PAGE EXTRACT:
BEGIN

Monday, November 7, 2016

Big Data for Volatility vs.Trend

Although largely uninformative for some purposes, dense data (high-frequency sampling) are highly informative for others.  The massive example of recent decades is volatility estimation.  The basic insight traces at least to Robert Merton's early work. Roughly put, as we sample returns arbitrarily finely, we can infer underlying volatility (quadratic variation) arbitrarily well.

So, what is it for which dense data are "largely uninformative"?  The massive example of recent decades is long-term trend.  Again roughly put and assuming linearity, long-term trend is effectively a line segment drawn between a sample's first and last observations, so for efficient estimation we need tall data (long calendar span), not dense data.

Assembling everything, for estimating yesterday's stock-market volatility you'd love to have yesterday's 1-minute intra-day returns, but for estimating the expected return on the stock market (the slope of a linear log-price trend) you'd much rather have 100 years of annual returns, despite the fact that a naive count would say that 1 day of 1-minute returns is a much "bigger" sample.

So different aspects of Big Data -- in this case dense vs. tall -- are of different value for different things.  Dense data promote accurate volatility estimation, and tall data promote accurate trend estimation.

Thursday, November 3, 2016

StatPrize

Check out this new prize, http://statprize.org/ (Thanks, Dave Giles, for informing me via your tweet.) It should be USD 1 Million, ahead of the Nobel, as statistics is a key part (arguably the key part) of the foundation on which every science builds.

And obviously check out David Cox, the first winner. Every time I've given an Oxford econometrics seminar, he has shown up. It's humbling that he evidently thinks he might have something to learn from me. What an amazing scientist, and what an amazing gentleman.

And also obviously, the new StatPrize can't help but remind me of Ted Anderson's recent passing, not to mention the earlier but recent passings, for example, of Herman Wold, Edmond Mallinvaud, and Arnold Zellner. Wow -- sometimes the Stockholm gears just grind too slowly. Moving forward, StatPrize will presumably make such econometric recognition failures less likely.

Monday, October 31, 2016

Econometric Analysis of Recurrent Events

Don Harding and Adrian Pagan have a fascinating new book (HP) that just arrived in the snail mail.  Partly HP has a retro feel (think: Bry-Boshan (BB)) and partly it has a futurist feel (think: taking BB to wildly new places).  Notwithstanding the assertion in the conclusion of HP's first chapter (here), I remain of the Diebold-Rudebusch view that Hamilton-style Markov switching remains the most compelling way to think about nonlinear business-cycle events like "expansions" and "recessions" and "peaks" and "troughs".  At the very least, however, HP has significantly heightened my awareness and appreciation of alternative approaches.  Definitely worth a very serious read.

END

Stored entries:

BEGIN

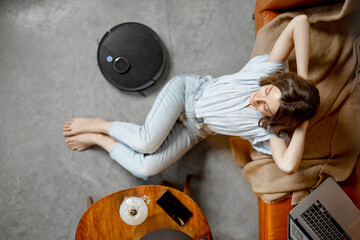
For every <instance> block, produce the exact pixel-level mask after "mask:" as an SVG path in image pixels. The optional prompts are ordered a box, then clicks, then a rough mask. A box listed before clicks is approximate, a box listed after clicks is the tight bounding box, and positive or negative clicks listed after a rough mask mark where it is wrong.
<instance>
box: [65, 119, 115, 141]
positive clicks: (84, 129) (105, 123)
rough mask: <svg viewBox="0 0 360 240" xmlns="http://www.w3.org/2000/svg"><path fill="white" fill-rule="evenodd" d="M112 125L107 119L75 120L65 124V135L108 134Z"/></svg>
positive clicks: (69, 135)
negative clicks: (96, 133)
mask: <svg viewBox="0 0 360 240" xmlns="http://www.w3.org/2000/svg"><path fill="white" fill-rule="evenodd" d="M111 124H112V122H109V121H107V120H106V119H105V118H73V119H71V120H70V121H68V122H66V123H65V124H64V129H63V134H64V136H65V137H69V136H74V135H77V134H80V133H104V134H108V131H109V127H110V125H111Z"/></svg>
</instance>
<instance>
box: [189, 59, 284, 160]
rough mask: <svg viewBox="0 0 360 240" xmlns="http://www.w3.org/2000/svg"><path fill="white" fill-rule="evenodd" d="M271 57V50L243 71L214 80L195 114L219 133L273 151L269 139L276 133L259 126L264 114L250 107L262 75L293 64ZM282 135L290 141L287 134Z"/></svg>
mask: <svg viewBox="0 0 360 240" xmlns="http://www.w3.org/2000/svg"><path fill="white" fill-rule="evenodd" d="M268 58H269V54H265V55H262V56H257V57H254V58H252V59H251V60H250V61H249V62H248V63H247V64H246V65H245V66H244V67H243V68H242V69H241V70H240V71H239V72H237V73H234V74H231V75H225V76H222V77H219V78H217V79H214V80H213V81H212V82H210V83H209V84H208V85H207V86H206V87H205V89H204V92H203V93H202V95H201V96H200V98H199V99H198V101H197V103H196V107H195V114H196V117H197V118H202V119H203V121H204V124H206V125H207V127H208V128H210V129H211V130H212V131H214V132H215V133H220V134H225V135H231V136H239V137H242V138H244V139H247V140H249V141H250V143H251V144H252V146H253V148H254V149H256V150H257V151H259V152H262V153H265V154H269V155H271V151H270V146H269V139H270V138H272V137H276V135H275V134H272V133H270V132H269V131H268V130H266V129H264V128H262V127H259V126H258V122H259V119H260V118H261V117H263V115H261V114H260V113H259V112H258V111H256V110H253V109H251V108H247V107H246V106H248V105H249V104H250V102H249V98H250V96H251V94H253V93H254V92H256V91H258V90H259V89H260V86H259V81H260V78H261V77H265V76H266V75H267V74H269V73H271V72H273V71H275V70H277V69H280V68H284V69H288V68H289V67H288V61H285V62H267V59H268ZM280 137H282V138H283V139H284V140H285V141H287V142H289V137H288V135H287V134H280Z"/></svg>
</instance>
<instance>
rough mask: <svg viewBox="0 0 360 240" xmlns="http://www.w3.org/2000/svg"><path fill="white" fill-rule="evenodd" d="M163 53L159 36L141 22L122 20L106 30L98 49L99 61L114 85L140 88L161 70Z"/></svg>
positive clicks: (165, 54)
mask: <svg viewBox="0 0 360 240" xmlns="http://www.w3.org/2000/svg"><path fill="white" fill-rule="evenodd" d="M165 63H166V52H165V47H164V45H163V43H162V42H161V40H160V38H159V36H158V35H157V34H156V33H155V32H154V31H153V30H151V29H150V28H149V27H147V26H145V25H143V24H140V23H122V24H120V25H117V26H115V27H114V28H112V29H111V30H110V31H108V32H107V33H106V34H105V35H104V37H103V38H102V39H101V42H100V44H99V48H98V64H99V67H100V70H101V72H102V74H103V75H104V77H105V78H106V79H107V80H108V81H109V82H110V83H111V84H113V85H114V86H115V87H117V88H119V89H121V90H127V91H139V90H142V89H144V88H147V87H149V86H151V85H152V84H153V83H155V81H156V80H158V79H159V77H160V76H161V74H162V73H163V71H164V68H165Z"/></svg>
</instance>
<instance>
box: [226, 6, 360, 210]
mask: <svg viewBox="0 0 360 240" xmlns="http://www.w3.org/2000/svg"><path fill="white" fill-rule="evenodd" d="M357 3H358V0H346V1H345V2H344V3H342V4H332V5H327V6H323V7H316V8H309V9H305V10H302V11H296V12H287V13H283V14H281V15H280V16H278V17H277V18H276V19H274V20H273V21H271V22H270V23H269V24H267V25H266V26H264V27H263V28H261V29H260V31H259V32H258V34H257V38H256V41H255V45H254V49H253V52H252V56H256V55H261V54H265V53H269V52H270V51H271V49H272V47H273V44H274V43H275V41H276V40H277V38H278V37H279V35H280V33H281V32H282V30H283V29H284V28H285V26H286V25H287V24H288V23H289V21H290V20H291V19H292V18H294V17H295V16H296V15H299V14H302V13H304V14H306V15H307V16H308V17H309V20H310V24H311V56H310V64H309V79H311V80H313V81H315V83H316V85H317V87H318V89H319V92H320V98H321V104H320V109H319V111H318V113H317V115H316V116H315V117H314V118H313V119H311V121H310V124H309V128H308V132H307V136H306V145H305V150H304V156H303V160H302V161H301V164H300V167H299V169H298V171H297V172H296V173H295V174H293V175H287V174H285V173H283V172H281V171H280V170H279V169H278V167H277V166H276V164H275V162H274V160H273V159H272V157H271V156H268V155H265V154H261V153H259V152H256V151H255V150H253V149H251V148H249V143H248V142H246V141H244V140H242V139H241V138H238V137H233V138H231V139H230V144H231V147H232V151H233V156H234V158H235V160H236V161H237V162H238V163H239V164H240V165H241V166H242V167H243V171H242V174H243V175H244V177H245V178H246V179H247V180H248V181H249V182H250V184H251V186H252V190H253V191H254V193H255V194H256V195H258V196H259V197H261V199H262V200H263V201H264V202H266V203H269V204H271V203H276V202H278V201H280V200H282V199H284V198H288V197H292V204H293V205H295V204H297V203H299V202H300V201H301V200H302V199H303V198H305V197H306V196H307V195H308V194H309V192H311V191H312V190H313V189H314V188H315V187H317V186H318V185H319V184H320V183H321V182H322V181H324V180H325V178H326V177H327V176H332V177H333V178H334V179H335V180H336V181H344V180H346V179H347V178H348V177H349V176H350V174H351V172H352V170H353V168H354V166H355V164H356V161H357V160H358V159H359V154H360V123H359V120H360V84H359V82H360V64H359V59H360V58H359V55H360V37H359V30H360V21H359V20H360V19H359V18H358V17H357V16H358V15H359V8H358V6H357ZM356 18H357V19H356ZM289 65H290V70H292V71H295V72H296V64H295V54H294V52H293V53H292V54H291V56H290V58H289ZM250 156H251V158H250Z"/></svg>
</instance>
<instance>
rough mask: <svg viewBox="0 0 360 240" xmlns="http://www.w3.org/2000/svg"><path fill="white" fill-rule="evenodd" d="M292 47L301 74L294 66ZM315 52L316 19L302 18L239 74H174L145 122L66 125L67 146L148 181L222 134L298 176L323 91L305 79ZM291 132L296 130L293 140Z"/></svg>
mask: <svg viewBox="0 0 360 240" xmlns="http://www.w3.org/2000/svg"><path fill="white" fill-rule="evenodd" d="M293 48H295V52H296V62H297V74H295V73H291V72H289V71H288V70H287V69H288V62H287V58H288V56H289V55H290V53H291V51H292V50H293ZM309 54H310V26H309V21H308V18H307V17H306V16H305V15H300V16H297V17H295V18H294V19H293V20H292V21H291V22H290V23H289V24H288V26H287V27H286V28H285V29H284V31H283V32H282V34H281V35H280V37H279V39H278V40H277V42H276V43H275V45H274V47H273V49H272V51H271V53H270V54H266V55H262V56H257V57H254V58H252V59H251V60H250V61H249V62H248V63H247V64H246V65H245V66H244V67H243V68H242V69H241V70H240V71H239V72H237V73H235V74H232V75H226V76H222V77H219V78H216V79H213V78H211V77H210V76H205V77H202V76H196V75H180V76H177V77H175V78H173V79H172V80H171V81H169V82H168V83H167V84H166V85H165V86H164V88H163V89H162V91H161V92H160V94H159V95H158V97H157V99H156V100H155V103H154V105H153V107H152V109H151V110H150V112H149V114H148V116H147V117H146V121H145V124H144V125H142V126H139V125H136V124H133V123H126V122H118V121H116V122H109V121H107V120H106V119H103V118H97V119H85V118H75V119H72V120H70V121H68V122H66V123H65V125H64V132H63V134H64V136H66V137H69V138H67V139H66V144H67V146H68V147H69V148H71V149H73V150H78V151H82V150H86V149H88V148H90V147H92V146H94V145H99V146H100V147H102V148H104V149H105V150H106V151H108V152H109V153H110V157H111V158H112V159H114V160H115V161H117V162H118V163H119V164H120V165H122V166H123V167H124V168H126V169H127V170H128V171H130V172H131V173H132V174H134V175H135V176H137V177H140V178H143V179H147V178H148V177H149V176H153V175H156V174H158V173H159V172H161V171H163V170H164V169H166V168H167V167H169V166H170V165H171V164H172V163H174V162H175V161H177V160H178V159H179V158H181V156H183V155H184V154H185V153H186V152H187V151H188V150H189V149H191V148H192V147H193V146H194V145H195V144H196V143H198V142H199V141H201V140H203V139H205V138H206V137H207V136H209V135H212V134H216V133H219V134H225V135H231V136H240V137H242V138H244V139H247V140H249V141H250V142H251V144H252V146H253V148H254V149H256V150H257V151H260V152H262V153H265V154H269V155H272V156H273V158H274V161H275V162H276V164H277V166H278V167H279V168H280V169H281V170H282V171H284V172H285V173H288V174H292V173H294V172H295V171H296V170H297V168H298V166H299V164H300V161H301V158H302V154H303V149H304V141H305V134H306V129H307V126H308V119H310V118H311V117H313V116H314V115H315V113H316V111H317V108H318V106H319V93H318V90H317V89H316V87H315V86H314V85H313V84H311V83H309V82H308V81H306V80H305V79H307V77H308V63H309ZM288 133H293V134H292V138H291V140H290V139H289V137H288Z"/></svg>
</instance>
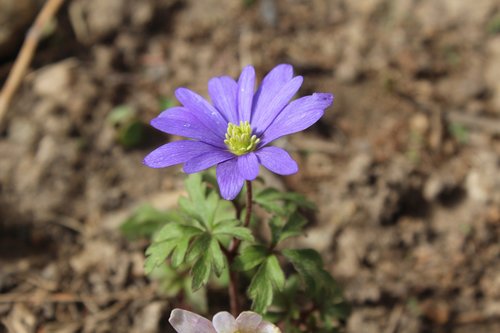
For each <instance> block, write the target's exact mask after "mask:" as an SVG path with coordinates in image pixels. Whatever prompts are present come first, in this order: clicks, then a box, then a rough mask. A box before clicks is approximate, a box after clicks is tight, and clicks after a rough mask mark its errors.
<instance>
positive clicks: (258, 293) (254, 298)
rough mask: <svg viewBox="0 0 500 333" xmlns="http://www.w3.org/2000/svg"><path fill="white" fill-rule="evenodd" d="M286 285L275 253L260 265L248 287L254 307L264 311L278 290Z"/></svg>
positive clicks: (255, 310)
mask: <svg viewBox="0 0 500 333" xmlns="http://www.w3.org/2000/svg"><path fill="white" fill-rule="evenodd" d="M284 285H285V274H284V273H283V270H282V269H281V266H280V264H279V262H278V258H276V256H275V255H270V256H268V257H267V258H266V259H265V260H264V261H263V262H262V263H261V264H260V266H259V268H258V269H257V272H256V273H255V275H254V276H253V278H252V281H251V282H250V286H249V287H248V295H249V296H250V298H251V299H252V301H253V302H252V309H253V310H254V311H255V312H259V313H264V312H265V311H266V309H267V307H268V306H269V305H271V303H272V301H273V295H274V292H275V291H276V290H281V289H282V288H283V287H284Z"/></svg>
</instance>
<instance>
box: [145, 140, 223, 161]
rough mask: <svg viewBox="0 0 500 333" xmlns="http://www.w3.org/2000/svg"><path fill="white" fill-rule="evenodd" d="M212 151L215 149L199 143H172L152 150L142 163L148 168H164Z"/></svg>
mask: <svg viewBox="0 0 500 333" xmlns="http://www.w3.org/2000/svg"><path fill="white" fill-rule="evenodd" d="M213 149H217V148H215V147H214V146H211V145H209V144H206V143H203V142H199V141H189V140H182V141H174V142H170V143H167V144H166V145H163V146H160V147H158V148H156V149H155V150H153V151H152V152H151V153H149V154H148V155H147V156H146V157H145V158H144V161H143V163H144V164H145V165H147V166H148V167H150V168H166V167H169V166H172V165H175V164H179V163H184V162H186V161H188V160H190V159H192V158H193V157H195V156H198V155H200V154H203V153H206V152H209V151H212V150H213Z"/></svg>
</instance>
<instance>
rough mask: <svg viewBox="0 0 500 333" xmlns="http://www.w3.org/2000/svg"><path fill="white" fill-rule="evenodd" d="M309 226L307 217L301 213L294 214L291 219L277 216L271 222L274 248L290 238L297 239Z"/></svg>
mask: <svg viewBox="0 0 500 333" xmlns="http://www.w3.org/2000/svg"><path fill="white" fill-rule="evenodd" d="M306 224H307V220H306V219H305V217H304V216H303V215H302V214H300V213H299V212H294V213H293V214H292V215H291V216H290V217H285V218H282V217H278V216H275V217H273V218H272V219H271V220H270V221H269V226H270V227H271V235H272V246H273V247H274V246H276V245H277V244H278V243H279V242H281V241H284V240H285V239H288V238H290V237H296V236H299V235H301V234H302V233H303V230H302V229H303V228H304V226H305V225H306Z"/></svg>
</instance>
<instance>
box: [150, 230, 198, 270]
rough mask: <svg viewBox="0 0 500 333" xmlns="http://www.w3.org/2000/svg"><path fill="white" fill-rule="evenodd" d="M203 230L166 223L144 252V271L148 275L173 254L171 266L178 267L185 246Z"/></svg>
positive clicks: (184, 251) (183, 258)
mask: <svg viewBox="0 0 500 333" xmlns="http://www.w3.org/2000/svg"><path fill="white" fill-rule="evenodd" d="M201 233H203V230H201V229H199V228H196V227H193V226H188V225H183V224H179V223H168V224H166V225H165V226H164V227H163V228H161V229H160V231H158V233H156V235H155V237H154V239H153V243H152V244H151V245H150V246H149V247H148V248H147V250H146V256H147V258H146V262H145V266H144V269H145V271H146V274H150V273H151V272H152V271H153V269H154V268H155V267H157V266H159V265H160V264H162V263H163V262H164V261H165V260H166V259H167V258H168V257H169V255H170V254H171V253H172V252H173V258H172V261H173V265H174V266H178V265H180V264H181V263H182V262H183V260H184V256H185V254H186V249H185V248H186V246H187V244H189V242H190V241H191V239H192V238H193V237H195V236H197V235H199V234H201Z"/></svg>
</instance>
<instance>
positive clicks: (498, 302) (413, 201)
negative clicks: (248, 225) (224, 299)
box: [0, 0, 500, 333]
mask: <svg viewBox="0 0 500 333" xmlns="http://www.w3.org/2000/svg"><path fill="white" fill-rule="evenodd" d="M43 4H44V1H41V0H39V1H36V0H15V1H14V0H0V84H2V85H3V83H4V82H5V80H6V78H7V75H8V73H9V71H10V69H11V68H12V65H13V63H14V61H15V58H16V55H17V54H18V52H19V48H20V46H21V44H22V42H23V40H24V37H25V35H26V33H27V31H28V28H29V26H30V25H31V24H32V23H33V21H34V19H35V17H36V15H37V13H38V12H39V10H40V9H41V6H42V5H43ZM279 63H290V64H292V65H293V66H294V68H295V72H296V74H300V75H303V76H304V85H303V88H302V89H301V90H300V92H299V94H300V95H307V94H310V93H312V92H317V91H318V92H333V93H334V94H335V96H336V99H335V104H334V106H333V108H330V109H329V110H328V111H327V112H326V114H325V116H324V117H323V118H322V119H321V121H320V122H319V123H317V124H316V125H315V126H313V127H312V128H310V129H309V130H307V131H305V132H303V133H299V134H296V135H294V136H291V137H288V138H285V139H284V140H282V142H280V143H279V144H280V145H283V146H285V147H286V148H287V149H288V150H289V151H291V152H292V154H293V156H294V157H295V158H296V160H297V161H298V163H299V165H300V172H299V173H298V174H297V175H294V176H290V177H285V178H282V177H279V178H278V177H274V176H272V175H266V178H267V179H268V182H269V183H271V184H272V185H273V186H276V187H280V188H285V189H290V190H294V191H298V192H301V193H303V194H305V195H307V196H309V198H311V199H312V200H313V201H315V202H316V203H317V205H318V208H319V209H318V211H317V212H316V214H315V216H314V219H313V220H314V221H311V224H310V226H309V227H308V235H307V237H304V238H301V239H298V240H296V243H297V244H299V245H301V246H309V247H314V248H316V249H317V250H319V251H321V253H323V255H324V258H325V262H326V264H327V268H328V270H329V271H331V272H332V274H333V275H334V277H335V278H336V279H337V280H338V281H339V283H340V284H341V285H342V287H343V289H344V291H345V296H346V298H347V300H348V302H350V304H351V305H352V313H351V315H350V317H349V319H348V320H347V323H346V331H347V332H352V333H359V332H363V333H380V332H384V333H395V332H405V333H406V332H408V333H418V332H457V333H458V332H460V333H466V332H476V333H479V332H500V158H499V156H500V3H499V2H498V1H496V0H476V1H465V0H464V1H462V0H440V1H436V0H418V1H417V0H363V1H361V0H360V1H353V0H312V1H307V0H253V1H252V0H204V1H195V0H184V1H183V0H67V1H65V3H64V4H63V6H62V7H61V9H60V10H59V12H58V13H57V15H56V17H54V18H53V19H52V20H51V21H50V22H49V24H48V25H47V26H46V27H45V28H44V30H43V34H42V36H41V42H40V45H39V47H38V49H37V51H36V53H35V55H34V58H33V61H32V63H31V66H30V68H29V71H28V73H27V74H26V76H25V77H24V79H23V82H22V84H21V86H20V87H19V89H18V90H17V92H16V94H15V96H14V98H13V100H12V102H11V103H10V106H9V108H8V110H7V113H6V117H5V118H4V119H3V121H2V123H1V124H0V131H1V132H0V318H1V321H0V332H7V331H10V332H16V333H29V332H64V333H72V332H142V333H146V332H151V333H153V332H165V331H167V327H168V324H167V322H166V320H167V319H168V315H169V312H170V309H171V308H173V307H175V306H179V304H182V302H181V301H180V300H179V299H176V298H175V297H173V296H172V295H173V294H172V295H167V294H165V293H164V292H162V288H160V287H159V285H160V284H161V283H160V282H159V281H158V280H155V279H149V278H146V277H145V276H144V273H143V261H144V254H143V253H144V249H145V247H146V246H147V244H148V240H147V239H144V238H141V237H133V238H136V239H135V240H130V239H129V238H130V237H127V236H131V235H130V233H129V235H127V233H126V232H124V228H123V227H121V225H122V223H123V222H124V221H126V220H127V219H129V220H130V218H131V216H132V217H133V216H134V212H136V213H137V209H138V207H144V206H142V205H143V204H144V203H149V204H151V205H152V206H153V207H155V208H156V209H158V210H159V211H161V210H165V209H168V208H169V207H172V206H173V205H175V204H176V201H177V198H178V197H179V195H182V193H183V185H182V181H183V178H184V175H183V174H182V172H181V169H180V168H179V167H173V168H169V169H161V170H153V169H149V168H147V167H145V166H144V165H143V164H142V159H143V157H144V156H145V155H146V154H147V153H148V152H149V151H151V150H152V149H154V148H155V147H157V146H158V145H160V144H162V143H165V142H167V141H170V140H176V139H177V138H174V137H169V136H167V135H162V134H161V133H158V132H156V131H154V130H153V129H151V128H150V127H149V125H147V124H148V122H149V120H150V119H152V118H153V117H154V116H155V115H157V114H158V113H159V112H160V111H162V110H163V109H165V108H167V107H168V106H172V105H175V104H176V103H177V102H176V100H175V98H174V97H173V92H174V90H175V88H177V87H179V86H185V87H188V88H190V89H192V90H194V91H197V92H199V93H200V94H202V95H204V96H207V88H206V86H207V81H208V79H209V78H211V77H212V76H218V75H226V74H227V75H231V76H233V77H236V76H237V75H239V72H240V70H241V68H242V67H243V66H244V65H246V64H253V65H254V66H255V68H256V71H257V75H258V77H259V79H261V78H262V76H263V75H264V74H265V73H266V72H267V71H269V70H270V69H271V68H273V67H274V66H275V65H276V64H279ZM132 236H134V235H133V232H132ZM136 236H137V235H136ZM202 298H203V297H202ZM200 302H201V301H200ZM203 302H205V303H207V302H208V305H209V306H210V304H212V303H217V301H216V300H215V301H214V300H213V299H211V298H210V293H209V294H208V296H204V300H203ZM219 303H220V301H219ZM214 310H215V309H214V308H213V307H210V308H209V312H210V311H214Z"/></svg>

END

Write out the part of the econometrics blog excerpt above word for word, starting with "Thursday, November 3, 2016" and going on through "an amazing gentleman.".

EXPECTED ANSWER:
Thursday, November 3, 2016

StatPrize

Check out this new prize, http://statprize.org/ (Thanks, Dave Giles, for informing me via your tweet.) It should be USD 1 Million, ahead of the Nobel, as statistics is a key part (arguably the key part) of the foundation on which every science builds.

And obviously check out David Cox, the first winner. Every time I've given an Oxford econometrics seminar, he has shown up. It's humbling that he evidently thinks he might have something to learn from me. What an amazing scientist, and what an amazing gentleman.